Consigne donnée A:
Dans l'extrait sur le privilège parlementaire ci-dessous, réécrivez plus brièvement le paragraphe qui commence par « Vous vous en rappelez peut-être » en conservant ses faits principaux.

Les deux affaires en question sont l'affaire Telezone, qui met en cause M. Manley, alors ministre de l'Industrie, et l'autre est l'affaire Ainsworth, d'après le nom de la Ainsworth Lumber Co., qui a intenté des poursuites contre M. Paul Martin, à titre de ministre des Finances, et aussi contre le procureur général du Canada.
Vous vous en rappelez peut-être, en mai de l'an dernier, nous avons appris que la Cour supérieure de l'Ontario avait rendu, dans l'affaire Telezone, une décision selon laquelle le privilège parlementaire qui exempte les députés de comparaître comme témoins ne s'applique que lorsque la Chambre siège, et qu'il ne s'applique même pas quand la Chambre prend un congé d'une semaine. La Cour a statué que la Chambre était en vacances les jours où elle ne siégeait pas. Cette façon de décrire le calendrier de la Chambre n'a pas été prisée, mais cela a néanmoins provoqué un rappel au Règlement à la Chambre. Quelques jours après—l'année 2003 a été fertile au chapitre du privilège parlementaire—, une autre affaire était entamée en Colombie-Britannique, l'affaire Ainsworth, et une autre question de privilège était soulevée et associée à celle de l'affaire Telezone. Les deux questions ont fait l'objet d'une décision du président de la Chambre et le dossier a été renvoyé à ce comité.

Matériel:
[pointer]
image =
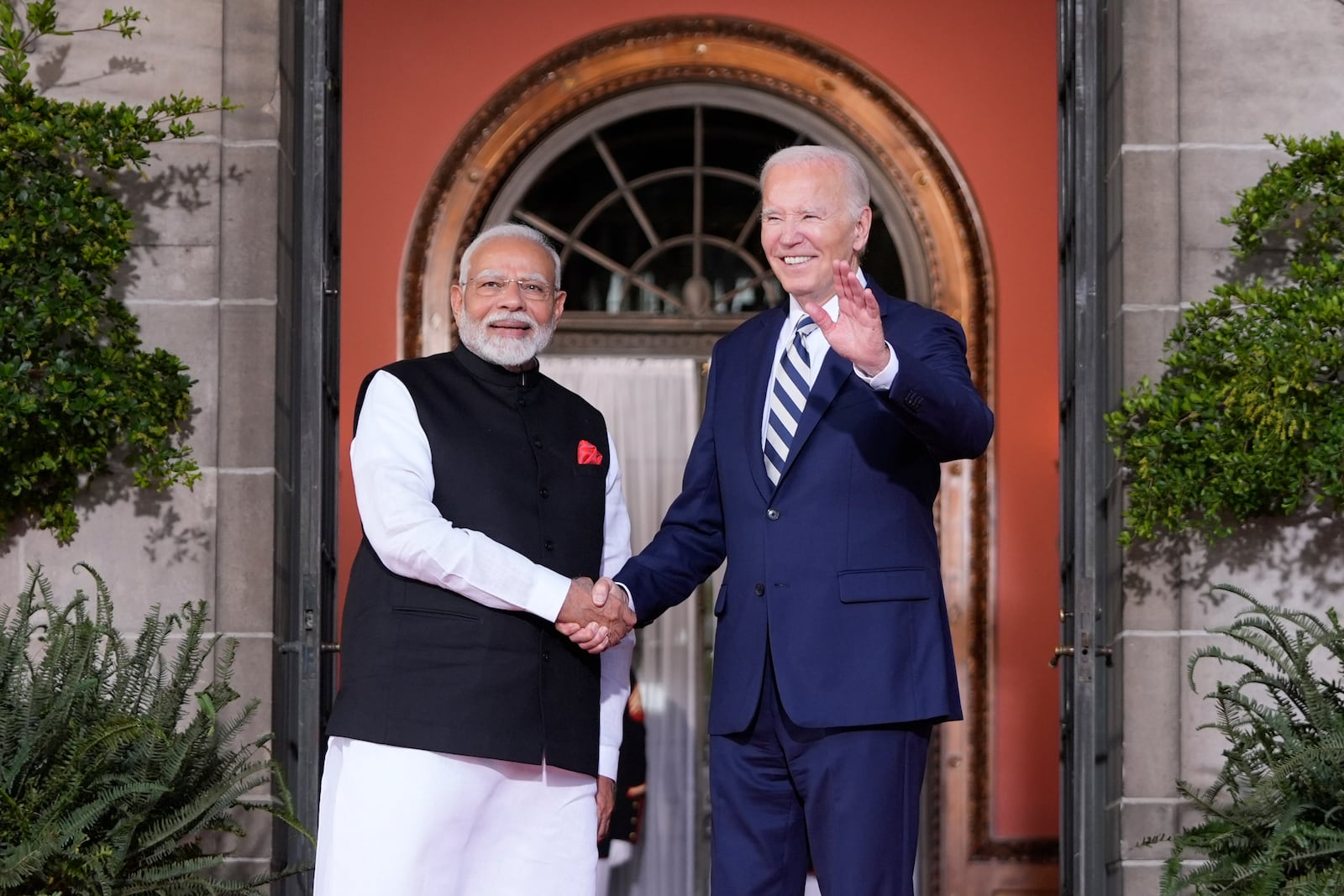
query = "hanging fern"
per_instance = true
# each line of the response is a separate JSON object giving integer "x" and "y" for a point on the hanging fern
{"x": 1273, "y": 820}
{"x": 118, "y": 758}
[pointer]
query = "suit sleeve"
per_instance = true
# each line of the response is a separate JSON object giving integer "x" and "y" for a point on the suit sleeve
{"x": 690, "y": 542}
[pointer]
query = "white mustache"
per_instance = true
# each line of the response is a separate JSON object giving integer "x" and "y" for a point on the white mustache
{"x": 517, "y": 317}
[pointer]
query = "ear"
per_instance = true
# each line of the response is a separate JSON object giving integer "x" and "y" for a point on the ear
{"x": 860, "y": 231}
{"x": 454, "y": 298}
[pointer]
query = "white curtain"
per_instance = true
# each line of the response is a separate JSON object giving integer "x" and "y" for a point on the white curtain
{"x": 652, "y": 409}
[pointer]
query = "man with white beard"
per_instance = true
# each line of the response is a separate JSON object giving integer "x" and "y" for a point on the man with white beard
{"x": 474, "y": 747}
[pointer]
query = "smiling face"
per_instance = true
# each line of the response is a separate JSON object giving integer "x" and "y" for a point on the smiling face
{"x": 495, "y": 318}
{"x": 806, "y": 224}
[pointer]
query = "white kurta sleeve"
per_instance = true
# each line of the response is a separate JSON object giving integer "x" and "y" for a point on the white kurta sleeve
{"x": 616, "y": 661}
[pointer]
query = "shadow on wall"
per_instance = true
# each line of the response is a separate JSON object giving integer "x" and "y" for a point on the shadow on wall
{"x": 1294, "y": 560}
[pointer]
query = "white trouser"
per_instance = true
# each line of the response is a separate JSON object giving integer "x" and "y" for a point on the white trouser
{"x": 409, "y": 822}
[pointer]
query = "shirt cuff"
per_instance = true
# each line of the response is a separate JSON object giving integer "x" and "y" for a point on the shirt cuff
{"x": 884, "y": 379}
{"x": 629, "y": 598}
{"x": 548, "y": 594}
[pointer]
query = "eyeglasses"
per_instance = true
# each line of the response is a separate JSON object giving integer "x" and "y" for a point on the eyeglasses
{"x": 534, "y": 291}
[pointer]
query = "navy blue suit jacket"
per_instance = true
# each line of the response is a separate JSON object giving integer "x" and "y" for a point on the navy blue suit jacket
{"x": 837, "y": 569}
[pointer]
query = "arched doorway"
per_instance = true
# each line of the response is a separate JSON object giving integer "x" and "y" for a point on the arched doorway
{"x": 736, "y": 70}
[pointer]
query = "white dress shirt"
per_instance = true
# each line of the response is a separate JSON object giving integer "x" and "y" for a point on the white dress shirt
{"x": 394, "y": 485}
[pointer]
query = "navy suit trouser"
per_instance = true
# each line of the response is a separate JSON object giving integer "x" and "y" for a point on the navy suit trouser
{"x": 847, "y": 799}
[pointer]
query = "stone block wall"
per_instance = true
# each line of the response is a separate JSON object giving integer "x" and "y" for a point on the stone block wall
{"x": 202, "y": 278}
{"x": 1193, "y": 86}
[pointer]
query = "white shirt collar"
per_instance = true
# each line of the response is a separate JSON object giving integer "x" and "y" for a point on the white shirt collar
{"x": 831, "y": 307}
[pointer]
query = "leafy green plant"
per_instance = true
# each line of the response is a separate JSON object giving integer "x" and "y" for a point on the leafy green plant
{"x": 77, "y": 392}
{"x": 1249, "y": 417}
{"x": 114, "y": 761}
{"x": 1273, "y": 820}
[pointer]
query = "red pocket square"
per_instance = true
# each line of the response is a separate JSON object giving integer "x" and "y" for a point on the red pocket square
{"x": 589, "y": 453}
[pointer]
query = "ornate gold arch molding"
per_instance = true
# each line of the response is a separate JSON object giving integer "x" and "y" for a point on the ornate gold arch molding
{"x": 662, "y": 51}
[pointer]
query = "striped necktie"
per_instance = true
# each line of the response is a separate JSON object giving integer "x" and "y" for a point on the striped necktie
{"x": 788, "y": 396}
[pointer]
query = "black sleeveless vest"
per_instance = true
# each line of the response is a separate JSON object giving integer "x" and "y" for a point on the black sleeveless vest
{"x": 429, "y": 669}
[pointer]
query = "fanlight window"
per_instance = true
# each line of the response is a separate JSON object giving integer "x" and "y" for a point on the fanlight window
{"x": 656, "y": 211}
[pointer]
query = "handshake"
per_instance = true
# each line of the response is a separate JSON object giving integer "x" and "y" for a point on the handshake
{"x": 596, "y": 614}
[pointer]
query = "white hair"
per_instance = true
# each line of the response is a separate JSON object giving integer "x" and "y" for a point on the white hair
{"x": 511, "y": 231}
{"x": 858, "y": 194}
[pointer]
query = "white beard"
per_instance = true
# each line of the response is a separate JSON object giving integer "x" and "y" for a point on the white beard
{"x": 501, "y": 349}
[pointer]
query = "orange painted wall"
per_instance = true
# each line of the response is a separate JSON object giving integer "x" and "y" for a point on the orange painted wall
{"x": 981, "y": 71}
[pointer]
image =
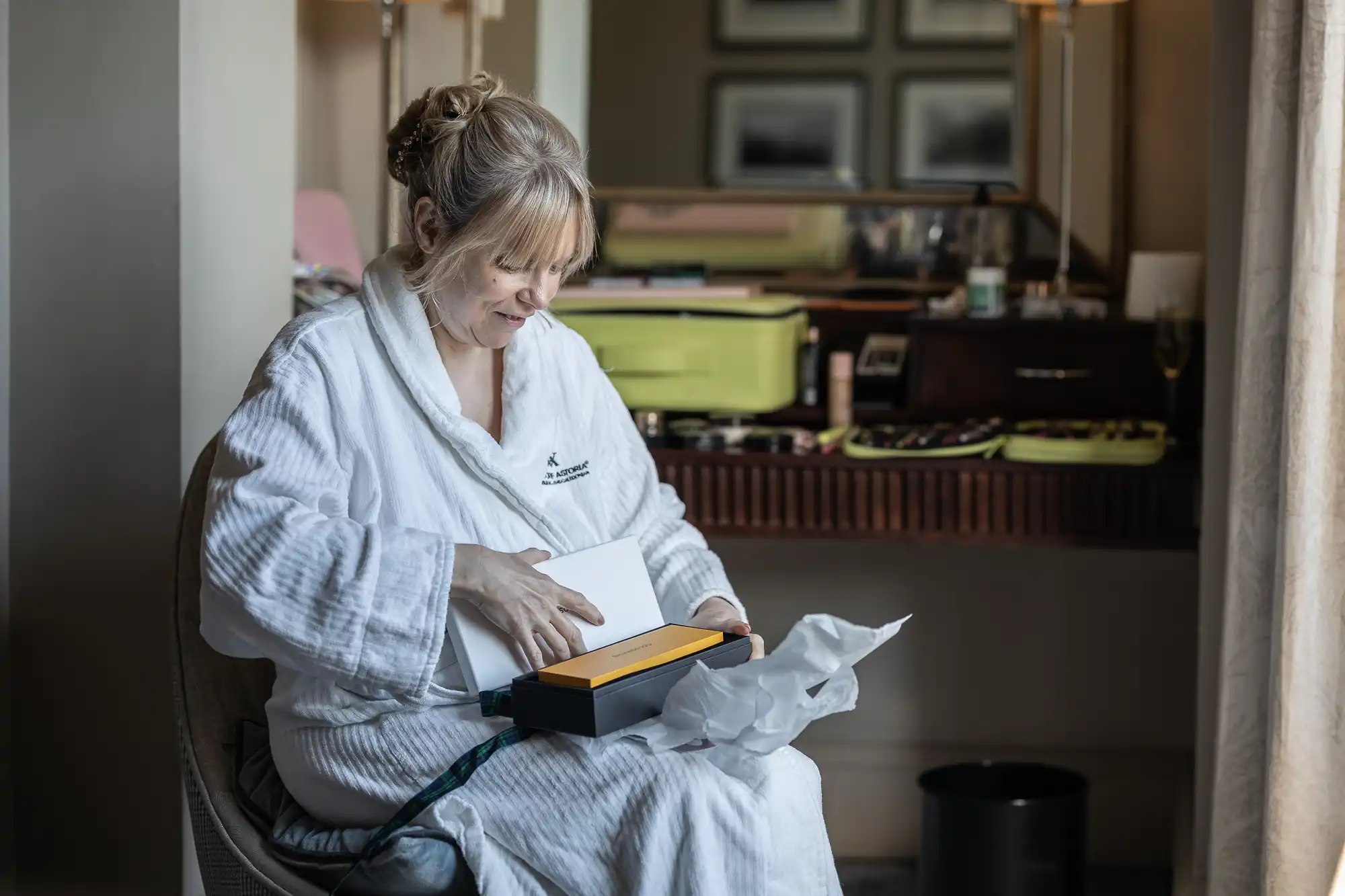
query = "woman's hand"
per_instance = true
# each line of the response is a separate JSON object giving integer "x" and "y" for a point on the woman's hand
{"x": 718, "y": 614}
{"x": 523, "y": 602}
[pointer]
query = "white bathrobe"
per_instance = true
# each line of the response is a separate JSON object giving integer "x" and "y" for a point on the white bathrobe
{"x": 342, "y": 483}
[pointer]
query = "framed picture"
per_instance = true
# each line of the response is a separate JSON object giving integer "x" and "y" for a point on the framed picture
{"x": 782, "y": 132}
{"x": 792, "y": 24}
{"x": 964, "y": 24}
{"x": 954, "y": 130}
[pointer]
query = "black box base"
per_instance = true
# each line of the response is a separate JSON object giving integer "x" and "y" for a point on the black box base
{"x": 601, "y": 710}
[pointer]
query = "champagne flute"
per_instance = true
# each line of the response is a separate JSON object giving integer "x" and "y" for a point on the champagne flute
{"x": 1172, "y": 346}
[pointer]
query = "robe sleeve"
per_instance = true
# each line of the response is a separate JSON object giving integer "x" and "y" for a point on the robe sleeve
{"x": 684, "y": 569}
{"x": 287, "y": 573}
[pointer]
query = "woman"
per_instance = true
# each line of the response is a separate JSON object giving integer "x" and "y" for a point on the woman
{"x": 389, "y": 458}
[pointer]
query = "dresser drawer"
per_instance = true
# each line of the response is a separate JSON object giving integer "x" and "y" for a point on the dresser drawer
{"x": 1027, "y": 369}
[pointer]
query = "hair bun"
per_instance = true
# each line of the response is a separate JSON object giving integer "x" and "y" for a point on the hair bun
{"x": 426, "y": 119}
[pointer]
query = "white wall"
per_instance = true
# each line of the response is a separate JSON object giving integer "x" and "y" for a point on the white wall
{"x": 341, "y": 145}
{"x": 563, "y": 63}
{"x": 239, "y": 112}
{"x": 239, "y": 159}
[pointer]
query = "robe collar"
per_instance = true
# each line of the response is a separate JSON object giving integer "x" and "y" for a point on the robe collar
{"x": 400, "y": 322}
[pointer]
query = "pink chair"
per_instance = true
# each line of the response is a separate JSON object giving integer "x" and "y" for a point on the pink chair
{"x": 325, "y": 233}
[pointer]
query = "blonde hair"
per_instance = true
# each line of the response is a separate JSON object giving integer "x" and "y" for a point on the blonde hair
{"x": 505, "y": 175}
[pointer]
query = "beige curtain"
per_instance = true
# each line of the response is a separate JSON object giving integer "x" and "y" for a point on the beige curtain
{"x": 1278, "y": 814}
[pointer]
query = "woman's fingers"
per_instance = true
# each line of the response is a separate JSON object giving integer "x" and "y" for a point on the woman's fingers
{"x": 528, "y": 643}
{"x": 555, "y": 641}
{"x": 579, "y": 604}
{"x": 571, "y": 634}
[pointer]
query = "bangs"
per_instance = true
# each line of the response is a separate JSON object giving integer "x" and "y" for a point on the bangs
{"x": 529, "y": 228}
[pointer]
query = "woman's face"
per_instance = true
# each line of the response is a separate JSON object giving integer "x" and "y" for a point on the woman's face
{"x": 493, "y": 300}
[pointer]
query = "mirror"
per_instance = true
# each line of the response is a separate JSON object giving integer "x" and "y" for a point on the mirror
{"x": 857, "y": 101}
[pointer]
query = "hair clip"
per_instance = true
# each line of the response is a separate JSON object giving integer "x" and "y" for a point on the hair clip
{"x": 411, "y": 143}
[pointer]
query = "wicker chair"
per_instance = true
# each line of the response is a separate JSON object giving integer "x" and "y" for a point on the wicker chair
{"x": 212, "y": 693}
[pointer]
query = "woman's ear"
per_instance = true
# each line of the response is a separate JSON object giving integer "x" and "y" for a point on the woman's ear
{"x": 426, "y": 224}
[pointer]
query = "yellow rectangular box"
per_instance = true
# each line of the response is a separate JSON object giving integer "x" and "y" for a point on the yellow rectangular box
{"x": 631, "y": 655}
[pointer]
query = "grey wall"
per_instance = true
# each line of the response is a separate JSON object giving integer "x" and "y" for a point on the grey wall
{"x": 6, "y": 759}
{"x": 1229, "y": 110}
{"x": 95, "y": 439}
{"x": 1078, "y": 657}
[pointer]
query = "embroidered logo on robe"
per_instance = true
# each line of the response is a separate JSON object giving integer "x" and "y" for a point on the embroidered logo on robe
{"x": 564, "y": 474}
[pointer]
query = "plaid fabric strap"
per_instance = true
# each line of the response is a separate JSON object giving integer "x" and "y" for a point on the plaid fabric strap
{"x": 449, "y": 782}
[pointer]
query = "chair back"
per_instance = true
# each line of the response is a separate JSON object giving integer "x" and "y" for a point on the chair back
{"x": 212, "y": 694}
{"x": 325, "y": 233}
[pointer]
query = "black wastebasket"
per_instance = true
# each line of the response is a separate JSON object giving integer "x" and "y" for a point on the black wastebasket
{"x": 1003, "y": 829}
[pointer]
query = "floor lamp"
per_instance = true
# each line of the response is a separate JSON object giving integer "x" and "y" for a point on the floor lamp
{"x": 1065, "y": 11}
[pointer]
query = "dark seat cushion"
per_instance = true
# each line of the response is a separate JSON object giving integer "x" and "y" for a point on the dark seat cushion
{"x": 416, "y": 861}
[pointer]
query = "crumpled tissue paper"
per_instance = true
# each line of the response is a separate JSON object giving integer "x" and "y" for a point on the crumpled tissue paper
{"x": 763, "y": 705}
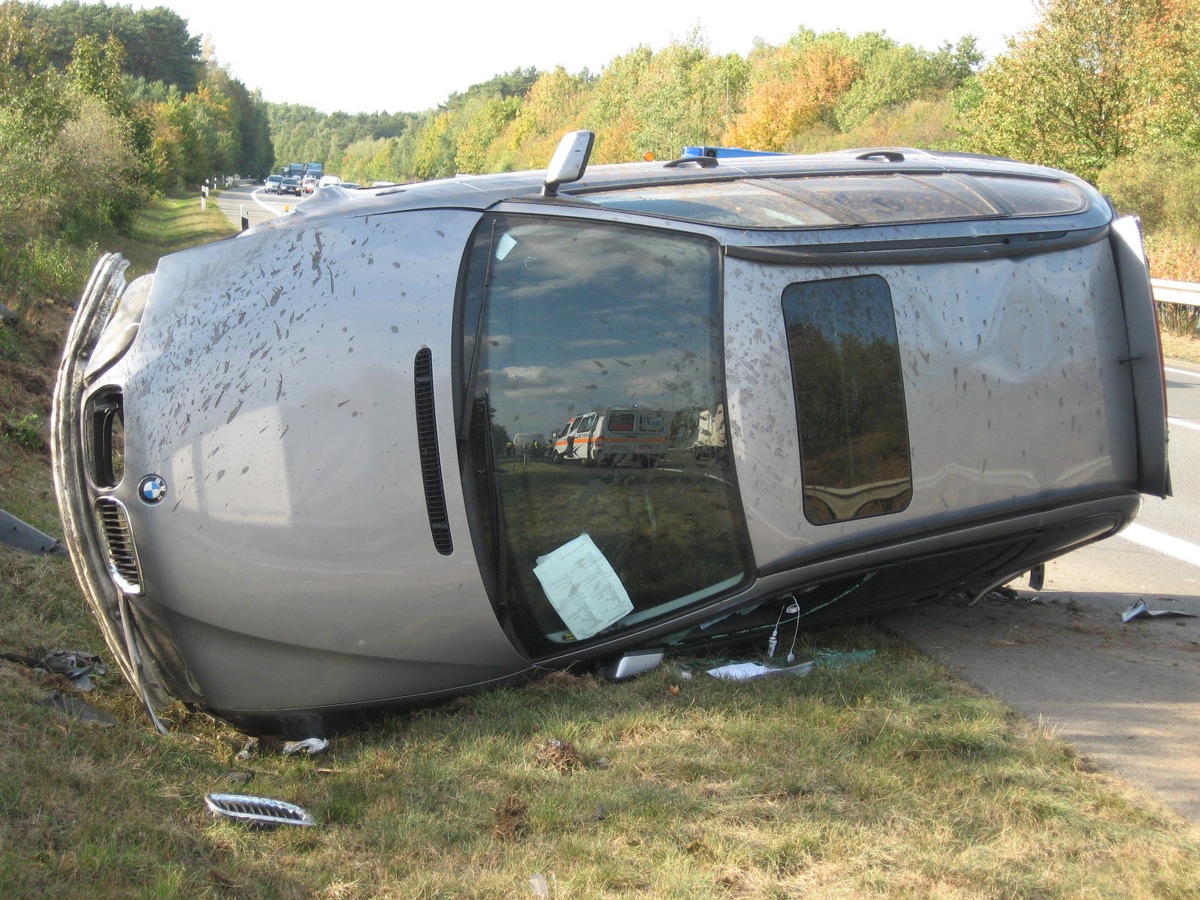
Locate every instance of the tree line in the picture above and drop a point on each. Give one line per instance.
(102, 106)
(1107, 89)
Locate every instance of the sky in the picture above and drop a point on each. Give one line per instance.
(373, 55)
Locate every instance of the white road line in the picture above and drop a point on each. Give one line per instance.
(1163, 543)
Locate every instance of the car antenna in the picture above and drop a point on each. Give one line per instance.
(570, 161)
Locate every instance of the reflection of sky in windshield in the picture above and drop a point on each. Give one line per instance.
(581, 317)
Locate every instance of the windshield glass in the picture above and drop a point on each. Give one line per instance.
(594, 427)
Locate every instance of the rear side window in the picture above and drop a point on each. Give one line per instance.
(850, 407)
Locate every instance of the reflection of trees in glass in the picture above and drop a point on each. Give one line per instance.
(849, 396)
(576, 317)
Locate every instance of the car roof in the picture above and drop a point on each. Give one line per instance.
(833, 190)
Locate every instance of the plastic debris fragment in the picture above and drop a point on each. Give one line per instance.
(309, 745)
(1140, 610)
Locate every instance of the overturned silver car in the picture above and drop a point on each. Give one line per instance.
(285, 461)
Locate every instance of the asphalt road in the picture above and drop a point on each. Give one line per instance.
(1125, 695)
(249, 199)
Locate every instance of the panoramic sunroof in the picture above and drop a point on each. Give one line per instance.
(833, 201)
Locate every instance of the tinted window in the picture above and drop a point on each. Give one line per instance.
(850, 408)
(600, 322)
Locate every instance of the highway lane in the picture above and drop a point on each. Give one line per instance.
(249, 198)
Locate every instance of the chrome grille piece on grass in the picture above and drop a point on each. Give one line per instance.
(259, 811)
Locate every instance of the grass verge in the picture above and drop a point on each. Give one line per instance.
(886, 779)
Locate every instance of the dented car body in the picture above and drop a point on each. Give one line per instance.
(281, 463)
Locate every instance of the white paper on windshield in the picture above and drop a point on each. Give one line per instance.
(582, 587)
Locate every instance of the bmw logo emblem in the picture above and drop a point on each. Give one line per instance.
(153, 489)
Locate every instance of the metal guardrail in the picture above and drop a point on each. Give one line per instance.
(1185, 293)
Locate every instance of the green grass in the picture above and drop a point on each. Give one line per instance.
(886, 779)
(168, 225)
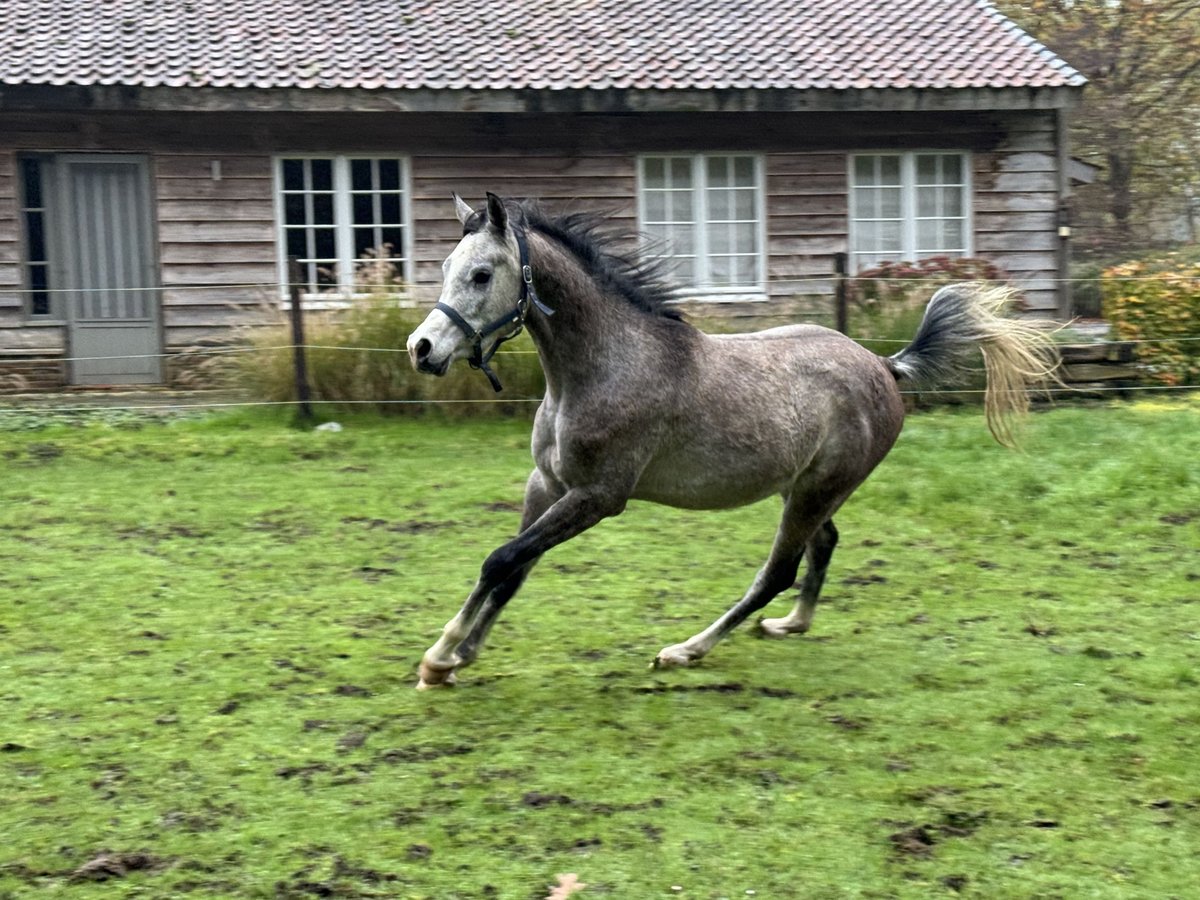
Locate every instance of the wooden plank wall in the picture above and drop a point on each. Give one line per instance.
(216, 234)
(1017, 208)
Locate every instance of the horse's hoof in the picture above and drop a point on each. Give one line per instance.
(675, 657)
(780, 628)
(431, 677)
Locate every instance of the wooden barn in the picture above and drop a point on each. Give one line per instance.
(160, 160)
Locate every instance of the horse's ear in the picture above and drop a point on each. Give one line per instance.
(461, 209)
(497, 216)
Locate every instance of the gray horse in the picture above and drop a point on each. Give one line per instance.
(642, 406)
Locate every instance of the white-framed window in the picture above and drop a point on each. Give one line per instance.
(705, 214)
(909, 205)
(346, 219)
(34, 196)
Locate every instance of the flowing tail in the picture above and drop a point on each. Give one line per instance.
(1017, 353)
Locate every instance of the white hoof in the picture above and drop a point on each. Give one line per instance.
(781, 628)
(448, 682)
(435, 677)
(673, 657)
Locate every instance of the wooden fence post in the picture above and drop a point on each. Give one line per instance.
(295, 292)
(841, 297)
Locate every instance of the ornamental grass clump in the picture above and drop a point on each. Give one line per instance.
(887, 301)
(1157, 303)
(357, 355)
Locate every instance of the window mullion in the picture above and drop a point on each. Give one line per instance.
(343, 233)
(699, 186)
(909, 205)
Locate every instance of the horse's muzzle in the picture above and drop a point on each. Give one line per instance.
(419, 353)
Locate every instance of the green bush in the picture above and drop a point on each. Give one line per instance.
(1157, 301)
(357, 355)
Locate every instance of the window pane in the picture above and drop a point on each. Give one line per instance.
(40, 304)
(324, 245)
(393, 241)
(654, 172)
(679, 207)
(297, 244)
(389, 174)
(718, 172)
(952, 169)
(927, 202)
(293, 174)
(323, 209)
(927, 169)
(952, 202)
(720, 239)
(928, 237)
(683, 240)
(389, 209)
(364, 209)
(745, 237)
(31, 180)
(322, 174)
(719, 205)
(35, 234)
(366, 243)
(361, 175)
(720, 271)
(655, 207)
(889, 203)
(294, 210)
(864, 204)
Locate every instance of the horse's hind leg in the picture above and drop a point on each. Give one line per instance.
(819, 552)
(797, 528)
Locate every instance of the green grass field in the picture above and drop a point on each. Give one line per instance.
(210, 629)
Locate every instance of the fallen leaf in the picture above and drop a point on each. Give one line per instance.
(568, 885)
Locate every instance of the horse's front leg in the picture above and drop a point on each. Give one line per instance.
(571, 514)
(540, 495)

Consigne donnée B:
Comptez les lignes des enregistrements ci-dessus qui contiennent le mot « block » et donnez uniquement ce nombre.

Solution rédigée A:
En mai de l'an dernier, la Cour supérieure de l'Ontario a décidé, dans l'affaire Telezone, que le privilège parlementaire qui exempte les députés de comparaître comme témoins ne s'applique que lorsque la Chambre siège, et pas même pendant un congé d'une semaine. Elle a considéré la Chambre en vacances les jours sans séance. Cette description, mal accueillie, a provoqué un rappel au Règlement. Quelques jours plus tard, l'affaire Ainsworth a été entamée en Colombie-Britannique. Une autre question de privilège a alors été soulevée et associée à celle de Telezone. L'année 2003 a d'ailleurs été fertile en matière de privilège parlementaire. Le président de la Chambre a rendu une décision sur les deux questions, et le dossier a été renvoyé à ce comité.

Solution rédigée B:
2